By Samantha Dunn
Why her, why now: Sheniece Smith is a legal eagle, one who grew up as a Navy brat. “People ask me, ‘Where are you from?’ And I don’t feel like I am from anywhere.”
But Smith found a place to belong when she turned her sights to the law. She first snagged a job as a paralegal at CHOC Children’s in 2008, but in no time her supervisor encouraged Smith to pursue a law degree while she worked. Soon she was a cum laude graduate of University of La Verne College of Law shooting up the ladder at CHOC, arriving in her current position as chief of staff and senior counsel to CHOC CEO Kim Cripes.
Along the way she engineered valuable programs to offer legal help to those who can’t afford it, starting with H.O.P.E. Through Affordable Legal Services, a community benefit project to bridge the gap between pro bono services and full attorney fees. Then Smith launched Family Legal Assistance at CHOC, a medical-legal partnership to provide free guardianship and conservatorship services to low-income CHOC families. She has also developed a law clerk program at the hospital to allow law students to hone their skills by assisting on projects in the legal department and families receiving services through Family Legal Assistance.

● **Task requirements**:
**1)** In the profile of Sheniece Smith, in what year did she start working as a paralegal at CHOC Children's?
**2)** Continue the profile of Sheniece Smith from where it stops.

● **Data provided**:
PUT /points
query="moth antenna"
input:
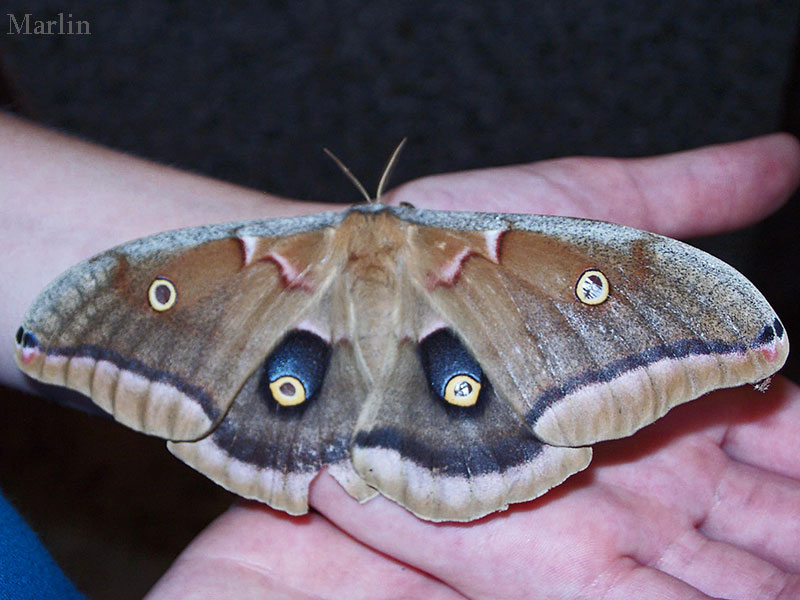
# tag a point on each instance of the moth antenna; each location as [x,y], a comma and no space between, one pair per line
[387,171]
[349,174]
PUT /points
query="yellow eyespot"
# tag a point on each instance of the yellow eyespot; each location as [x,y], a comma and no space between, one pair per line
[288,391]
[462,390]
[592,287]
[162,294]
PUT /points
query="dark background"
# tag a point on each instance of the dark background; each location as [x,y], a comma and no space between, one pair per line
[251,91]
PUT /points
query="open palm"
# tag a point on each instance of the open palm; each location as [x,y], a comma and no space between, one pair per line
[703,503]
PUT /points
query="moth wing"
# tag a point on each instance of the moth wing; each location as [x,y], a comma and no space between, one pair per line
[450,463]
[676,324]
[174,373]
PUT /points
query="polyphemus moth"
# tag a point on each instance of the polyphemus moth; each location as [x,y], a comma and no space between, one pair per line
[453,362]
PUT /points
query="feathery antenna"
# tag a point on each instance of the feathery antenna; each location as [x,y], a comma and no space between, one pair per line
[387,172]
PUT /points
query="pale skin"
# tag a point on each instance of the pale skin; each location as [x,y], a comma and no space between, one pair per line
[703,503]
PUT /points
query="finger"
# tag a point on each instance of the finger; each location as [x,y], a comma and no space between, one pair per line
[537,546]
[696,192]
[766,429]
[632,580]
[725,571]
[252,551]
[758,511]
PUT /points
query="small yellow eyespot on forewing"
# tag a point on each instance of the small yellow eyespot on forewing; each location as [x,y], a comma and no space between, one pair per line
[288,391]
[462,390]
[592,287]
[162,294]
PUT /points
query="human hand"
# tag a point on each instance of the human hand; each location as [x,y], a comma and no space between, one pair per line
[705,502]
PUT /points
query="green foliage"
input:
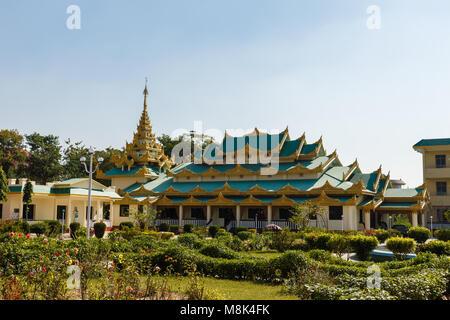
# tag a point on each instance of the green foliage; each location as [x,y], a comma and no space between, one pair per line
[244,235]
[382,235]
[99,229]
[339,244]
[39,228]
[401,246]
[239,229]
[190,240]
[43,163]
[127,224]
[363,245]
[216,250]
[437,247]
[443,234]
[212,230]
[317,240]
[420,234]
[302,213]
[12,152]
[164,227]
[3,186]
[187,228]
[402,219]
[53,228]
[283,240]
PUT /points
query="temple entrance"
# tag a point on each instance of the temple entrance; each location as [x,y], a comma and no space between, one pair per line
[227,214]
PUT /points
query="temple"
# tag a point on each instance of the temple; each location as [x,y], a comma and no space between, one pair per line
[252,181]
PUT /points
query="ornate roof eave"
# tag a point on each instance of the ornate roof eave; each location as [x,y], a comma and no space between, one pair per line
[352,169]
[127,200]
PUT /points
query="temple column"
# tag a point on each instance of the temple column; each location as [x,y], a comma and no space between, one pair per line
[208,213]
[414,219]
[238,215]
[367,220]
[269,213]
[180,215]
[83,214]
[69,213]
[111,213]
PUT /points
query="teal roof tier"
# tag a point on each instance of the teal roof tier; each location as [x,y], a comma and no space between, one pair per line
[433,142]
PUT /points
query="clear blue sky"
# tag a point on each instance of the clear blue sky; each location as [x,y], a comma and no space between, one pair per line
[311,65]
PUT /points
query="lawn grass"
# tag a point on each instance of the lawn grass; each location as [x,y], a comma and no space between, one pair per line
[234,289]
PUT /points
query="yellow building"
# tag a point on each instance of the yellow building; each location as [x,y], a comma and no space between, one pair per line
[250,181]
[436,175]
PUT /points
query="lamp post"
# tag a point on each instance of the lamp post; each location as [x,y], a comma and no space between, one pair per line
[90,172]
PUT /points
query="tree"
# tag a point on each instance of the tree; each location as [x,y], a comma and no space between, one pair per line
[72,166]
[302,213]
[44,156]
[3,186]
[12,151]
[168,143]
[27,196]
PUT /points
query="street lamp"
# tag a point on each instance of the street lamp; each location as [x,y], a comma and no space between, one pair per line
[90,172]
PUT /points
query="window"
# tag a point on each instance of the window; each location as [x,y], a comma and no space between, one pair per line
[30,215]
[60,212]
[197,213]
[441,188]
[124,210]
[252,212]
[285,214]
[440,161]
[335,213]
[169,213]
[106,211]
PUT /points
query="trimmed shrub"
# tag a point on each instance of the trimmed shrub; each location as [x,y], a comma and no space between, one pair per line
[188,227]
[53,228]
[212,230]
[164,227]
[190,240]
[363,245]
[217,250]
[99,229]
[443,234]
[167,235]
[317,240]
[245,235]
[74,227]
[239,229]
[437,247]
[420,234]
[382,235]
[127,224]
[401,246]
[339,244]
[39,228]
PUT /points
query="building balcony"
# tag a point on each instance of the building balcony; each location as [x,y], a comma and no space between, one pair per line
[436,173]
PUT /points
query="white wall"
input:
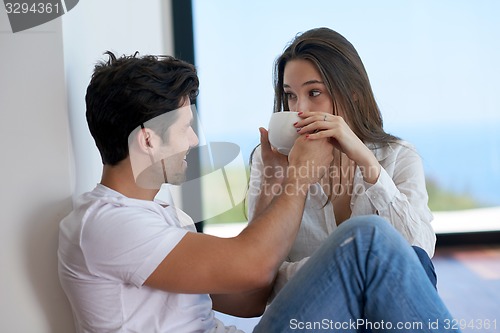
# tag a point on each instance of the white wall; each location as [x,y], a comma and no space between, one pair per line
[47,154]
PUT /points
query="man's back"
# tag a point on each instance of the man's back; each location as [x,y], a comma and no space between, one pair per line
[108,246]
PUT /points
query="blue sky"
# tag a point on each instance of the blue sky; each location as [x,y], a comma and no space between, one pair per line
[428,61]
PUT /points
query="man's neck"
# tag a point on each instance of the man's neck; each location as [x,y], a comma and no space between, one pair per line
[121,179]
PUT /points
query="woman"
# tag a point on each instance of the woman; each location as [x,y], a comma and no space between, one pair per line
[321,76]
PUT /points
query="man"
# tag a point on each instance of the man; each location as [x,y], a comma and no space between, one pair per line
[130,264]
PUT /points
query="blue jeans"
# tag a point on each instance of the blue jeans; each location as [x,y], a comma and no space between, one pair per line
[364,275]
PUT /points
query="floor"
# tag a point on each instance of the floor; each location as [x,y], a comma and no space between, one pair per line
[468,282]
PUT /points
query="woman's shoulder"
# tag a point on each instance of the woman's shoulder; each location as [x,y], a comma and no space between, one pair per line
[392,148]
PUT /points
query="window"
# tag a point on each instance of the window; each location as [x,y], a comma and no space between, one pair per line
[434,70]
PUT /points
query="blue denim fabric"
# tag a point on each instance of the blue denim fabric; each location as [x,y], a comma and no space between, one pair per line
[363,270]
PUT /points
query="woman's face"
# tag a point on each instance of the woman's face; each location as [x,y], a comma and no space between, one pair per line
[304,88]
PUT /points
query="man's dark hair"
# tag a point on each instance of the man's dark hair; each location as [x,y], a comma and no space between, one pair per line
[128,91]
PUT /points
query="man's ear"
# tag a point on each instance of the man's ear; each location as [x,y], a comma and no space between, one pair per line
[144,138]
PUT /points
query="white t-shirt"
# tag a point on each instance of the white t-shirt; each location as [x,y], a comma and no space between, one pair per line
[108,246]
[399,196]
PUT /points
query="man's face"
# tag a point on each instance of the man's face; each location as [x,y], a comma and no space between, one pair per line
[179,139]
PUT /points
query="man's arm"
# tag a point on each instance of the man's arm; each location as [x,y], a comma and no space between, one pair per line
[248,262]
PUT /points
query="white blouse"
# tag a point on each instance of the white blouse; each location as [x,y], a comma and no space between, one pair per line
[399,196]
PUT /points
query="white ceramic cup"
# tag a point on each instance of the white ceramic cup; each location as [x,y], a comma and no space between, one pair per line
[282,133]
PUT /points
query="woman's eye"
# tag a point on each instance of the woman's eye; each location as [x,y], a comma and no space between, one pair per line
[315,93]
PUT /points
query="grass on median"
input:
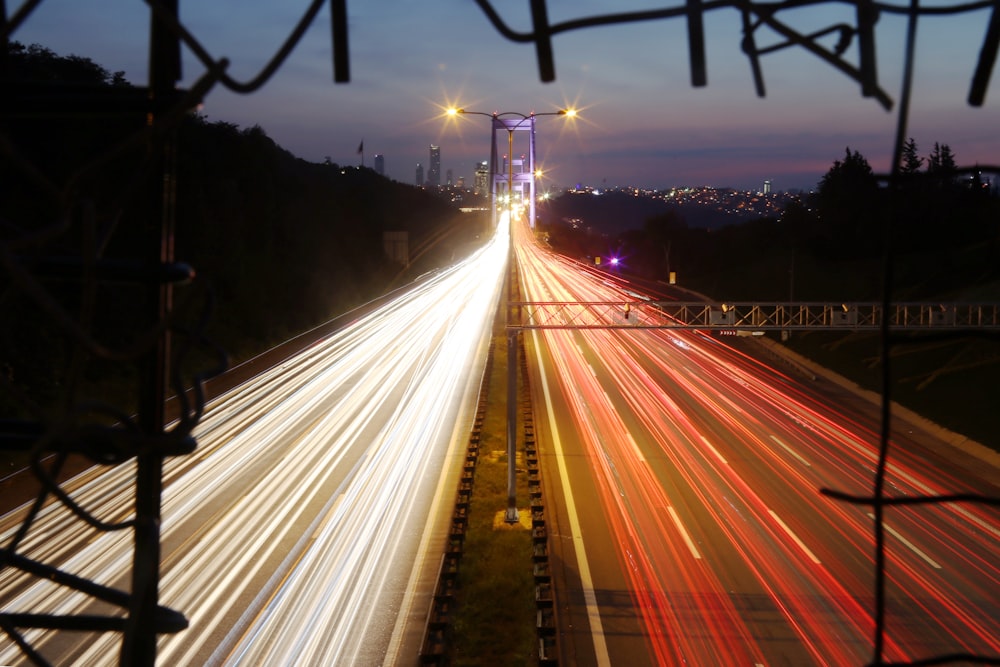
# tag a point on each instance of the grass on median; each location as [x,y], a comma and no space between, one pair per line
[494,619]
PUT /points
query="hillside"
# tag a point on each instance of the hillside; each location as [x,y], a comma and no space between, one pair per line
[277,244]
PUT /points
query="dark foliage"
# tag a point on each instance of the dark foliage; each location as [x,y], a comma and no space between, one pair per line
[281,244]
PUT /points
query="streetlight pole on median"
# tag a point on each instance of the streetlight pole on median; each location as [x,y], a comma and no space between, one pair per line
[512,125]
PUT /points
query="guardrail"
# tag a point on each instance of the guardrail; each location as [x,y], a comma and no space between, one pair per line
[752,316]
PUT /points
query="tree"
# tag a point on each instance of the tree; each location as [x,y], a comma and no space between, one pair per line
[910,161]
[847,201]
[941,163]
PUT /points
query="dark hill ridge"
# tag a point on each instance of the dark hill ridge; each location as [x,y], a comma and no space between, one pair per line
[615,212]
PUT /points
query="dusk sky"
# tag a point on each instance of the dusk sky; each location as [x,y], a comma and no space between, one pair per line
[642,123]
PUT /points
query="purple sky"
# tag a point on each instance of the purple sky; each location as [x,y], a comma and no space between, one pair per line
[641,124]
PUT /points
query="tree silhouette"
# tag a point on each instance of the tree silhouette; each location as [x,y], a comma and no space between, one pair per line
[848,200]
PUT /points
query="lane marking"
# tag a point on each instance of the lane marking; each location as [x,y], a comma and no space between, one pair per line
[795,537]
[791,451]
[589,595]
[687,538]
[910,545]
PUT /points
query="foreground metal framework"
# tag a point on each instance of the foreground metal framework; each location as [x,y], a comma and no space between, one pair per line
[753,316]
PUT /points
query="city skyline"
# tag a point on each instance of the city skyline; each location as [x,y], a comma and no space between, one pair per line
[641,123]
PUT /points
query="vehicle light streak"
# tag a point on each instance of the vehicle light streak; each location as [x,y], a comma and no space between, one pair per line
[708,465]
[290,537]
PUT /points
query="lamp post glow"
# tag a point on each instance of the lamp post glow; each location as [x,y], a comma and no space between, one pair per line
[513,121]
[501,120]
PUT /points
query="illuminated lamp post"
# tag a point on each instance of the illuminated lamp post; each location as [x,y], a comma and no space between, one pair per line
[501,120]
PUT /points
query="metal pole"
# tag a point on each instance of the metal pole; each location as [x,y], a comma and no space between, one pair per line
[141,626]
[511,515]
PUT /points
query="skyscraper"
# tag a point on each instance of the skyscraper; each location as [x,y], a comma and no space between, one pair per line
[482,178]
[434,171]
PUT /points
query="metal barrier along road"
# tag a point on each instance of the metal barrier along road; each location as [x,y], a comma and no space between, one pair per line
[752,316]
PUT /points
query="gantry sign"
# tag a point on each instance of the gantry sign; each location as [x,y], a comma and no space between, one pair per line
[746,317]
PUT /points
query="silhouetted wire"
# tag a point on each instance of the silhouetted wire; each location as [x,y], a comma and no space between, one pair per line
[753,14]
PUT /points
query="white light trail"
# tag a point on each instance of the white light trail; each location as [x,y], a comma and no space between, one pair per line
[289,537]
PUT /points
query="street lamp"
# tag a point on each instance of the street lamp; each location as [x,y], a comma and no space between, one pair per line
[512,121]
[502,120]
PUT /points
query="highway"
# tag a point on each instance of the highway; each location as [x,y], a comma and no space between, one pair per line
[682,481]
[309,525]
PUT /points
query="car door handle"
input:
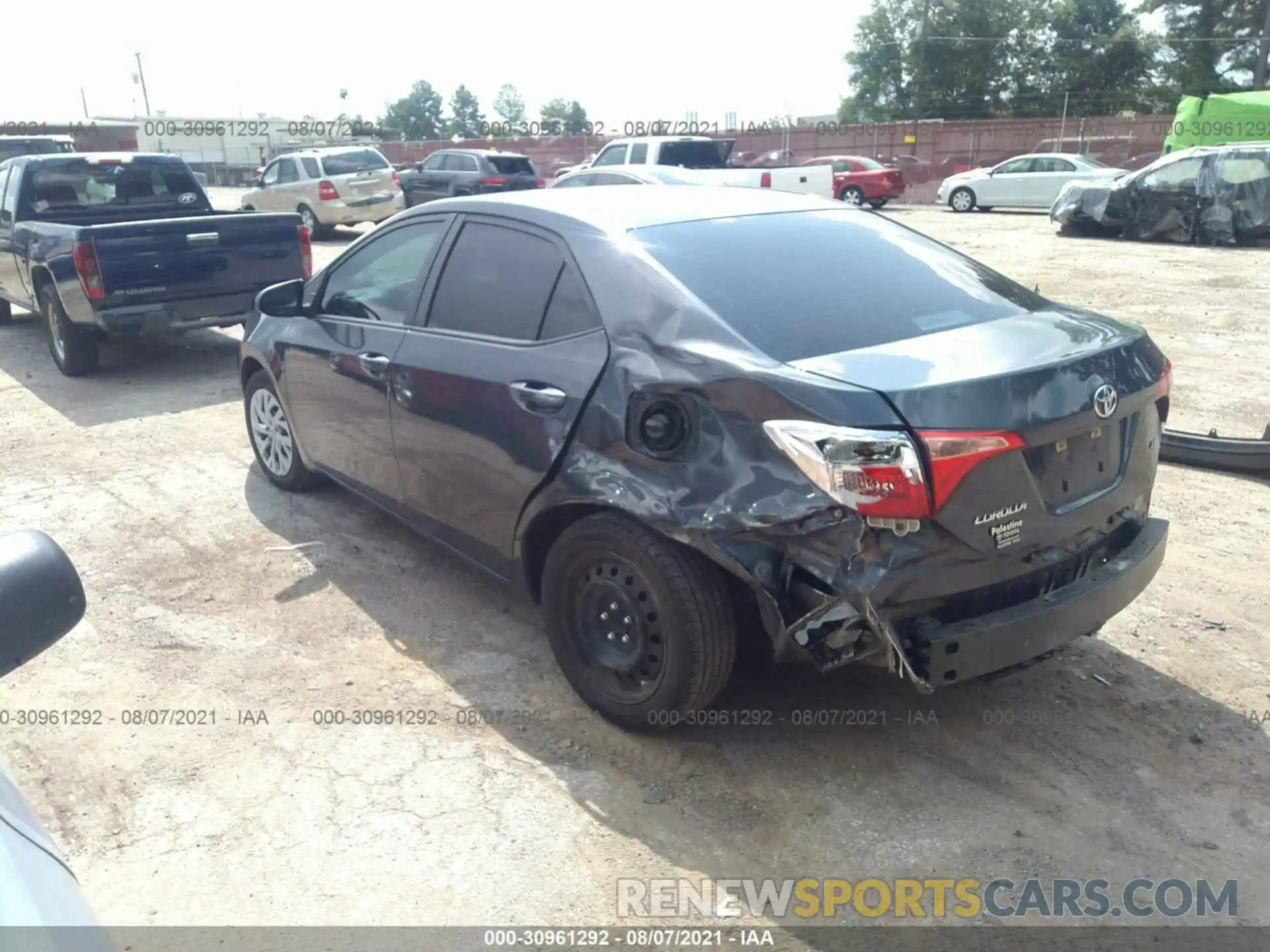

● **Response list**:
**1)** 2008

**2)**
“No matter what you have or don’t have, you need to give back,” Smith believes. “I didn’t grow up anywhere near the life I live now. We had free lunch, we used financial aid to go to college, I started working when I was 14. I didn’t actually think I would make it, succeed, whatever that means – even when I went to college. But, I have always volunteered. That helped out in the most unexpected way.”
She never expected to reach her dream of being a lawyer, but as a paralegal, her supervisors took note of her can-do attitude and spirit of service, which earned their support. “Now that I have accomplished that goal I find it even more important to give back both in doing pro bono legal work and in mentoring others. I am so blessed, and I can’t throw away the blessing.”
What women influenced you? “I know it’s cliché, but my mom. I have a very difficult relationship with my mom, especially because my parents were divorced. I went to live with her in 10th grade just when I was starting to act up – and she nipped that in the bud. My mom was definitely the enforcer; she was not afraid to exercise her authority. I hated my mom at the time but now I really thank her, because I look at the path I was going down and the friends I hung out with, and I see how their lives have gone. She is the one who made me think about life differently. She is the one who talked to me about going to college, making contacts and studying hard, the stuff that my dad’s college-educated side of the family didn’t talk about – they just assumed it would happen.”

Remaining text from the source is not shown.